• Extracted entries
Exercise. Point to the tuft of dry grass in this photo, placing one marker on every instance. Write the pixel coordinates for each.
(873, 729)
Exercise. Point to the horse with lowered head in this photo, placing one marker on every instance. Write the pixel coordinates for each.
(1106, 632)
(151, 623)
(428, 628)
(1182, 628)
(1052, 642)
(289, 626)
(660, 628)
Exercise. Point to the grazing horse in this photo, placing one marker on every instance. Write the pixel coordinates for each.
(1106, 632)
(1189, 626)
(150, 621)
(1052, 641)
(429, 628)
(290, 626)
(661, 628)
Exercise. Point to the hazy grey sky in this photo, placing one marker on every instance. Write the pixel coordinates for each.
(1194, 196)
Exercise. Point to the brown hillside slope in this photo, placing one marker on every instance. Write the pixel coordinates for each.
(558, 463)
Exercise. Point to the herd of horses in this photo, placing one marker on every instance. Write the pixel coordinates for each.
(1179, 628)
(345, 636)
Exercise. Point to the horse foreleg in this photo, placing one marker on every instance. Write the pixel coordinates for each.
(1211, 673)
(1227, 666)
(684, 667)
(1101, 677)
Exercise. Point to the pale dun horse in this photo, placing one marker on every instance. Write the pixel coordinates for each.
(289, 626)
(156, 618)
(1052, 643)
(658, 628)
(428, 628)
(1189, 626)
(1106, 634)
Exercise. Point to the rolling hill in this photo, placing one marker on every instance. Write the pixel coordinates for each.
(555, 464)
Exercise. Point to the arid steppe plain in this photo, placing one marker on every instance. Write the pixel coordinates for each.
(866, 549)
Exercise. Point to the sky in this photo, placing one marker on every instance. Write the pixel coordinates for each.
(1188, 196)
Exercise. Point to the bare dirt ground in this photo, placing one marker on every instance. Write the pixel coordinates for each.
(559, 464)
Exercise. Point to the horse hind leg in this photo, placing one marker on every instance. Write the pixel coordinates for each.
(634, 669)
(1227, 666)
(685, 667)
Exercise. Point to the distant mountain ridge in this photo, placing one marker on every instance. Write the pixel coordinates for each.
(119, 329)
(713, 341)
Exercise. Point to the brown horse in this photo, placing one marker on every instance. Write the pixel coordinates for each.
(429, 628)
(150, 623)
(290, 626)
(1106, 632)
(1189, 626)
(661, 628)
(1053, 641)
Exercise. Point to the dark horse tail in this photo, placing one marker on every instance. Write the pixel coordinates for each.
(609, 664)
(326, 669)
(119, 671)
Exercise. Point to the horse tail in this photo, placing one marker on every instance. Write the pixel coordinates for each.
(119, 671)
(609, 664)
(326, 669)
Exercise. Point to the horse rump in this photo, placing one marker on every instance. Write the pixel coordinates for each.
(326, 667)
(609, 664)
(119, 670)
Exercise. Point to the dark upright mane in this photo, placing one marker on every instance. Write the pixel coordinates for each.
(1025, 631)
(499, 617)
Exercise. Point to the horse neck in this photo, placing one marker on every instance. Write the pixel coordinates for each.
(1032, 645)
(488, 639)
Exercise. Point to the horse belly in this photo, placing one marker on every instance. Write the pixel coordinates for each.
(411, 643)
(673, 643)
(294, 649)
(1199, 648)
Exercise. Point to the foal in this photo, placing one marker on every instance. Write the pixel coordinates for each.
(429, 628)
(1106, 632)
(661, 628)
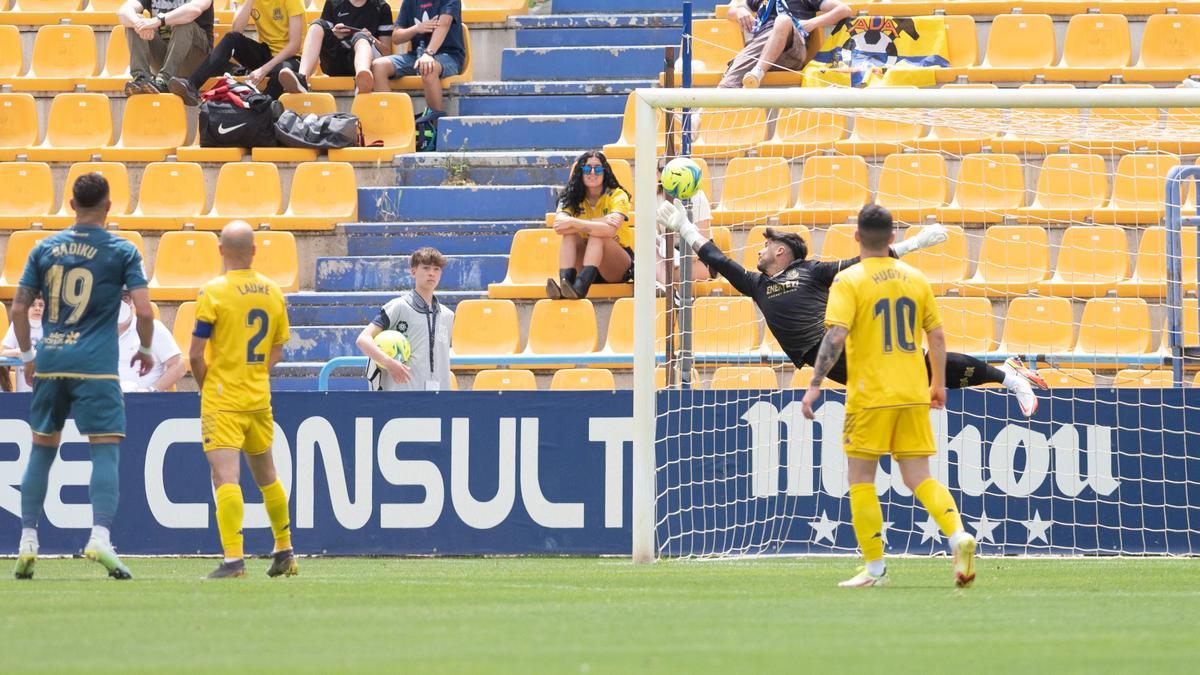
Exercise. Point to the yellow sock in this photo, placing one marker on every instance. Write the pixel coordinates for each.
(940, 505)
(276, 502)
(867, 515)
(229, 509)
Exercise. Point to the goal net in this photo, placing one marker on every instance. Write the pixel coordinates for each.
(1063, 249)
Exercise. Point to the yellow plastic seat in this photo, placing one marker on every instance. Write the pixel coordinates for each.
(185, 261)
(725, 324)
(1013, 260)
(1092, 260)
(503, 380)
(16, 255)
(563, 327)
(756, 190)
(801, 132)
(532, 261)
(323, 195)
(967, 323)
(276, 257)
(1096, 48)
(79, 125)
(1069, 189)
(28, 193)
(388, 129)
(744, 377)
(945, 264)
(912, 185)
(1038, 326)
(1138, 187)
(1019, 47)
(485, 328)
(583, 380)
(832, 189)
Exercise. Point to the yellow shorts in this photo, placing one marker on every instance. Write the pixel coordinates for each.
(903, 431)
(250, 431)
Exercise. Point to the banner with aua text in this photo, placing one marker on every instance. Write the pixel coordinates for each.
(549, 472)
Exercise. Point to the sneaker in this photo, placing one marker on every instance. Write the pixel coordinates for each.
(964, 561)
(184, 88)
(27, 556)
(228, 569)
(105, 555)
(285, 565)
(864, 579)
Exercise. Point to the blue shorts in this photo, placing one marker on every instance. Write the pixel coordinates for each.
(406, 65)
(96, 405)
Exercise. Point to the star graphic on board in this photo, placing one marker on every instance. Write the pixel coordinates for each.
(984, 527)
(1037, 527)
(825, 529)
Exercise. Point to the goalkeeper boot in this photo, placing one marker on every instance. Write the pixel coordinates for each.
(285, 563)
(103, 554)
(864, 579)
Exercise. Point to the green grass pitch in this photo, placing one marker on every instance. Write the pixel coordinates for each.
(561, 615)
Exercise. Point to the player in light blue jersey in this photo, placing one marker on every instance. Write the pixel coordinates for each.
(79, 273)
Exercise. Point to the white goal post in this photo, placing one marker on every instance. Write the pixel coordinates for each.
(647, 490)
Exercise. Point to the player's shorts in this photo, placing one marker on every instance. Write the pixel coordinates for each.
(250, 431)
(903, 431)
(96, 405)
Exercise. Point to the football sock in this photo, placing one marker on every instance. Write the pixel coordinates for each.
(940, 505)
(34, 484)
(229, 511)
(103, 490)
(276, 502)
(867, 515)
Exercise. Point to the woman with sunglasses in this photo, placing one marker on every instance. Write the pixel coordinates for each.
(593, 219)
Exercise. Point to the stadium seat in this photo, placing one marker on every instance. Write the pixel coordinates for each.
(945, 264)
(172, 193)
(64, 57)
(505, 381)
(912, 185)
(1138, 187)
(1013, 260)
(563, 327)
(388, 129)
(989, 187)
(1092, 260)
(744, 377)
(583, 378)
(1114, 326)
(276, 257)
(28, 195)
(1019, 47)
(1037, 326)
(485, 328)
(154, 126)
(801, 132)
(756, 190)
(247, 191)
(1069, 189)
(79, 125)
(18, 124)
(185, 261)
(967, 323)
(1096, 48)
(323, 195)
(1169, 49)
(832, 190)
(724, 326)
(16, 255)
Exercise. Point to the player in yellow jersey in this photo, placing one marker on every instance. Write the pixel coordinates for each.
(877, 311)
(243, 321)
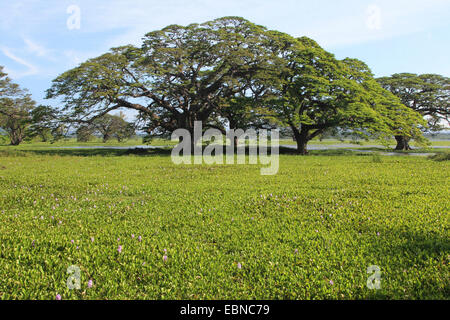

• Stated exercise
State how many of the rows above contain the word "with", giving only the number.

• Written response
3